### Study text

All of the human misery behind these statistics is devised and implemented by Republican and Democratic politicians. On behalf of the corporate powers that pay for their elections and privileges, they decide that over half the U.S. budget is devoted to militarization.

Jobs aren’t profitable. Most economists, whatever their politics, acknowledge that business does not exist to create employment. The purpose of capitalism is to make more money, and the fewest workers at the lowest pay it takes, the better — through automation, layoffs, wage freezes, speed-up, and exporting jobs.

Today, more than 20 percent of the U.S. working class is unemployed or underemployed. In the last five years, 93 percent of this country’s income has gone to the richest 1 percent. Indeed, over the last 50 years, Republicans and Democrats have overseen the transfer of massive amounts of wealth from working people to big corporations. Buying power for the average employee is less today than in 1970.

### Required work
a. Print the passage on jobs and wealth, copying everything from "Today, more than" down to "than in 1970.".
b. Answer these questions about the passage on jobs and wealth:
(i) What share of the U.S. budget does it say is devoted to militarization?
(ii) What portion of the U.S. working class does it say is unemployed or underemployed today?
(iii) Compared with which year does it say buying power for the average employee is lower today?
c. Write the next part of the passage on jobs and wealth, picking up after its final sentence.
The data that comes next is separate from the passage on jobs and wealth.

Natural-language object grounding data

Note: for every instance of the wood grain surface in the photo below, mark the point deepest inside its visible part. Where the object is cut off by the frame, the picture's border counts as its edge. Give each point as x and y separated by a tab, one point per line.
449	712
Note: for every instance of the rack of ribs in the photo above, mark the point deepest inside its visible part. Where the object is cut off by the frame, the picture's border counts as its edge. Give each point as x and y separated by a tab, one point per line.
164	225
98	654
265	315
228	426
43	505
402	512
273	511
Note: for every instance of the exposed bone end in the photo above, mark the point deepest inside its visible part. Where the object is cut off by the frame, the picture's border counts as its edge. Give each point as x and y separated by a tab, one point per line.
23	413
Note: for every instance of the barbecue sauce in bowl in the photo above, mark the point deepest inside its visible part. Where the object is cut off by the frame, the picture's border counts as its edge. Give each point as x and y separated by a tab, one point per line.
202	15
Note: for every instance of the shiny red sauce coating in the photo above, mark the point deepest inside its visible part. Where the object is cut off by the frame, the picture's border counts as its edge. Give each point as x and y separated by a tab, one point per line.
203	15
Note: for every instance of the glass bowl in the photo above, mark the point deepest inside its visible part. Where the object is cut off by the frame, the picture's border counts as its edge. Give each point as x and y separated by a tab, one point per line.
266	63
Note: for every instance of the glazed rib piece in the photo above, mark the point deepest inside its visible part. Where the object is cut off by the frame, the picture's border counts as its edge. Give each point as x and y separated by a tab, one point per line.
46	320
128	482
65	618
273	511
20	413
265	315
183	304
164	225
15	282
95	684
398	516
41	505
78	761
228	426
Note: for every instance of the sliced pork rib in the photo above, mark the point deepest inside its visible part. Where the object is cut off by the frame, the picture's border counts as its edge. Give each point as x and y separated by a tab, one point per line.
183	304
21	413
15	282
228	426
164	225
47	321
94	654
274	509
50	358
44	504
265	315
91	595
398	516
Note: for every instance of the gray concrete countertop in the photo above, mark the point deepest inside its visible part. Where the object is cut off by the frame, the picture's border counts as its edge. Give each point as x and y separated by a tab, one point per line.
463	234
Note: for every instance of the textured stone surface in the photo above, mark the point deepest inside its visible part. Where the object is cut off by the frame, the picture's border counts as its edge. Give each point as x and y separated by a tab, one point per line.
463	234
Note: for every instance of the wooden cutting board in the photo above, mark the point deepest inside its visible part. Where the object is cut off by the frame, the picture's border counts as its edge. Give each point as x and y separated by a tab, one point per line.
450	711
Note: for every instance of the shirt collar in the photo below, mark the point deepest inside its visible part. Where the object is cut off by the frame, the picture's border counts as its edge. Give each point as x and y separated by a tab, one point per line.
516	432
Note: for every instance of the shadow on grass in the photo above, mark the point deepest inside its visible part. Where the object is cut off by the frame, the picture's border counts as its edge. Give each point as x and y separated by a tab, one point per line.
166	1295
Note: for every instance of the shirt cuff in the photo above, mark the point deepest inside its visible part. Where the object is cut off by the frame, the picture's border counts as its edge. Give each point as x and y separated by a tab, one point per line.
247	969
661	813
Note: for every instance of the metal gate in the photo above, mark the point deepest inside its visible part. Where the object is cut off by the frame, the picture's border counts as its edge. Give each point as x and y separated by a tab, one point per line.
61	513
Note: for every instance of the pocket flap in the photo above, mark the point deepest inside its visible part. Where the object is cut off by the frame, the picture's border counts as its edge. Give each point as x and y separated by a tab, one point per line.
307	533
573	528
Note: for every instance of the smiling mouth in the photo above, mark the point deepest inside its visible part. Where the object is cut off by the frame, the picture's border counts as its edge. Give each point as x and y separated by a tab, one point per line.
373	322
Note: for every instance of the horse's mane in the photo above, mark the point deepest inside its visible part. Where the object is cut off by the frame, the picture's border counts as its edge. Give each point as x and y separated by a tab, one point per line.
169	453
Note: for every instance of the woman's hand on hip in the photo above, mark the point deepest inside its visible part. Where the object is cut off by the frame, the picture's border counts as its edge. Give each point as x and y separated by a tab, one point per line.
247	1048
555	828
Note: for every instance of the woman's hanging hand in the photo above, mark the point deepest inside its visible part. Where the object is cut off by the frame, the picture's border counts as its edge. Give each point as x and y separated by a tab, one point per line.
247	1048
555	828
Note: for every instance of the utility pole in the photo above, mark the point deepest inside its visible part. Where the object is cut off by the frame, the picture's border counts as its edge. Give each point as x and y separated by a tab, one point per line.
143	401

### Answers to this exercise
a.
Today, more than 20 percent of the U.S. working class is unemployed or underemployed. In the last five years, 93 percent of this country’s income has gone to the richest 1 percent. Indeed, over the last 50 years, Republicans and Democrats have overseen the transfer of massive amounts of wealth from working people to big corporations. Buying power for the average employee is less today than in 1970.

b.
(i) Over half.
(ii) More than 20 percent.
(iii) 1970.

c.
Politicians, of course, pretend to care about jobs in periods of high unemployment. But the JOBS Act of April 2012 is a perfect example of their crass deception. This legislation’s true title is “Jumpstart Our Business Startups Act,” and it has nothing to do with reducing unemployment. They say it helps new “small” businesses create more jobs. False. According to financial muckracker Matt Taibbi, the act is “a sweeping piece of deregulation” that “actually appears to have been specifically written to encourage fraud in the stock markets”!

Here’s another, more familiar lie. President Franklin D. Roosevelt’s New Deal in the 1930s was not for working people. It was designed to stabilize a staggering capitalist economy and stem the nationwide strikes and rebellion that were terrifying fat cats. “From the first,” writes Howard Zinn in A People’s History of the United States, “the National Recovery Act was dominated by big businesses and served their interests.” World War II, not the New Deal, pulled the U.S. out of the Great Depression.

Whatever they promise, the ruling-class solution is always war — and lean times for the 99 percent.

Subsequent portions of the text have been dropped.